* Exercise goal:
Copy every item below character for character.

* Dataset rows:

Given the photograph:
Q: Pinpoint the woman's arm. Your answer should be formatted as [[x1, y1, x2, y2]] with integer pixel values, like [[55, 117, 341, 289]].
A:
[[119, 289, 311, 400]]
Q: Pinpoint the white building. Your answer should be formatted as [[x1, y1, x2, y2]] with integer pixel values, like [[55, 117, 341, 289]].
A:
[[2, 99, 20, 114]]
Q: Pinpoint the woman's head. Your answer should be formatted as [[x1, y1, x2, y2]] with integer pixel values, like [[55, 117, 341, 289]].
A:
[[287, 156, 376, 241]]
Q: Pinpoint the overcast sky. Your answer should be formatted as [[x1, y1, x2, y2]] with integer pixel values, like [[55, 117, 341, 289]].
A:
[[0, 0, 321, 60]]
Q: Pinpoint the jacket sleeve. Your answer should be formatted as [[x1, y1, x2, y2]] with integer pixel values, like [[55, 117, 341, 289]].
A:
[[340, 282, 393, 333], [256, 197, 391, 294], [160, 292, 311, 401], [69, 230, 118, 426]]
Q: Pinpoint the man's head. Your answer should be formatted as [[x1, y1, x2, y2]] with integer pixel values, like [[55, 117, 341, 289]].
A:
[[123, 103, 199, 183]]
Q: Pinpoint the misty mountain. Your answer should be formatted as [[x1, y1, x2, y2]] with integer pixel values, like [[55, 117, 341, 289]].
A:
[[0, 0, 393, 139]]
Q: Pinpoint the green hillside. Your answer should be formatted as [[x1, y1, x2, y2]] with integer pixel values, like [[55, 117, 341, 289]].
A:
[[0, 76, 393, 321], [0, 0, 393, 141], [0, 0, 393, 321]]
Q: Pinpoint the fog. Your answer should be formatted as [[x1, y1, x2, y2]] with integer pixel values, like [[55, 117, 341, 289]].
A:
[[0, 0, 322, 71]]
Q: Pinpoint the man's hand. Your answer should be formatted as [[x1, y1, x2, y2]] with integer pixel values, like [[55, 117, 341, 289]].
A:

* Output:
Given the photograph:
Q: Pinpoint the woman's arm. Your answer should be formatted as [[x1, y1, x2, y2]] with integer pixel values, like [[55, 117, 341, 289]].
A:
[[119, 289, 311, 400]]
Q: Pinpoint the white building. Your answer should be formatted as [[x1, y1, x2, y2]] with integer pixel values, like [[55, 117, 341, 289]].
A:
[[2, 99, 20, 114]]
Q: Pinpoint the woman's head. Your answer should be formatted as [[x1, y1, x2, y2]] with integer pixel values, like [[55, 117, 341, 289]].
A:
[[287, 156, 376, 241]]
Q: Pinpoint the overcast sky. Your answer should be formatted as [[x1, y1, x2, y2]] with integer pixel values, like [[55, 117, 341, 289]].
A:
[[0, 0, 321, 60]]
Q: Pinpoint the jacket sleeve. Your answer should be formatted as [[x1, y1, x2, y2]] with integer pixel values, like [[55, 117, 341, 289]].
A:
[[340, 282, 393, 333], [256, 197, 391, 294], [160, 292, 311, 401], [69, 230, 118, 426]]
Q: Pinpoint the man's head. Your answer should be formatted as [[x1, y1, x2, y2]] with integer pixel values, like [[55, 117, 341, 289]].
A:
[[123, 103, 199, 183]]
Q: Pinpoint the misty mountain. Your answer should be formatted as [[x1, y1, x2, y2]] with integer pixel values, like [[55, 117, 341, 289]].
A:
[[0, 0, 393, 139]]
Q: Pinpoint the green hillside. Your answer should be formatted as [[x1, y1, x2, y2]] with integer pixel values, like [[55, 117, 341, 289]].
A:
[[0, 76, 393, 321], [0, 0, 393, 141], [0, 0, 393, 321]]
Q: Pinpoint the fog. Your answer should be formatted as [[x1, y1, x2, y2]] with integer pixel values, like [[55, 117, 341, 289]].
A:
[[0, 0, 322, 71]]
Q: Pinpoint the man's hand. Your answer should be formatted as [[x1, y1, x2, y2]] with integer pixel values, like [[55, 117, 341, 289]].
A:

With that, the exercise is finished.